Task instructions: Transcribe the following lines exactly as they appear, beginning with the line that contains "Query: small window on gable" and continuing through the line that contains "M471 128L460 128L459".

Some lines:
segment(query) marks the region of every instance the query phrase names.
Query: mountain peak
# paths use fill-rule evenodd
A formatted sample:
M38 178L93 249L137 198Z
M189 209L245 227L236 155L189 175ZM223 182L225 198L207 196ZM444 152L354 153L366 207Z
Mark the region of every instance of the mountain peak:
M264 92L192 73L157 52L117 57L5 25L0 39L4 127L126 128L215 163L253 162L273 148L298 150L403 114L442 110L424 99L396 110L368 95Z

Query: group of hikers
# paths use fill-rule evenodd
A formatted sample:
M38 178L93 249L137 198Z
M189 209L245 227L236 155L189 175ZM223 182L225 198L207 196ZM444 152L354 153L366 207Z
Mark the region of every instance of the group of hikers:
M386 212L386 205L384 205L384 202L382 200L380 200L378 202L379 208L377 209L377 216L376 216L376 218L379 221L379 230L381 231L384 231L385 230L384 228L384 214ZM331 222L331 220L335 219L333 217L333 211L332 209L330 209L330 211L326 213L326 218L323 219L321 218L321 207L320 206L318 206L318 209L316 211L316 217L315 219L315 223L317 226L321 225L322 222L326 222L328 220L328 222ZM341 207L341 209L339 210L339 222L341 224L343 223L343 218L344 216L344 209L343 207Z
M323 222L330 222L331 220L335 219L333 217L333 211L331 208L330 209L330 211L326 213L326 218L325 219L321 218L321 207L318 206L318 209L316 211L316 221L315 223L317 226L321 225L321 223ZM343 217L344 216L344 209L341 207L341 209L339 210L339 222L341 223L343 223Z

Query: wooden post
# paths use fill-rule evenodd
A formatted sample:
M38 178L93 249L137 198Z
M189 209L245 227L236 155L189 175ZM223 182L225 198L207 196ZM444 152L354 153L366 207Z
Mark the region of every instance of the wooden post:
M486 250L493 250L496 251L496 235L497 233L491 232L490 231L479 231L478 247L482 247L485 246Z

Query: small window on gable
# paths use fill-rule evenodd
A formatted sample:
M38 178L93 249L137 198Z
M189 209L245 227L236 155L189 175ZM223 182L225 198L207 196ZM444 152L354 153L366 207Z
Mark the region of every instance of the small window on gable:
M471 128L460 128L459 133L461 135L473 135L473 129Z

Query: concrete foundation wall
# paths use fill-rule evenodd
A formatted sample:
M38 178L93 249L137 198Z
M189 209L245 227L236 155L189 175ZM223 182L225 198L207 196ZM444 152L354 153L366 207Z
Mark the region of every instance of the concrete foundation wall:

Task output:
Query: small window on gable
# paths use fill-rule evenodd
A formatted sample:
M38 178L93 249L137 198Z
M189 209L245 227L236 155L189 175ZM223 182L225 198L207 196ZM444 152L354 153L366 207Z
Mark the region of every instance of the small window on gable:
M471 128L460 128L459 133L461 135L473 135L473 129Z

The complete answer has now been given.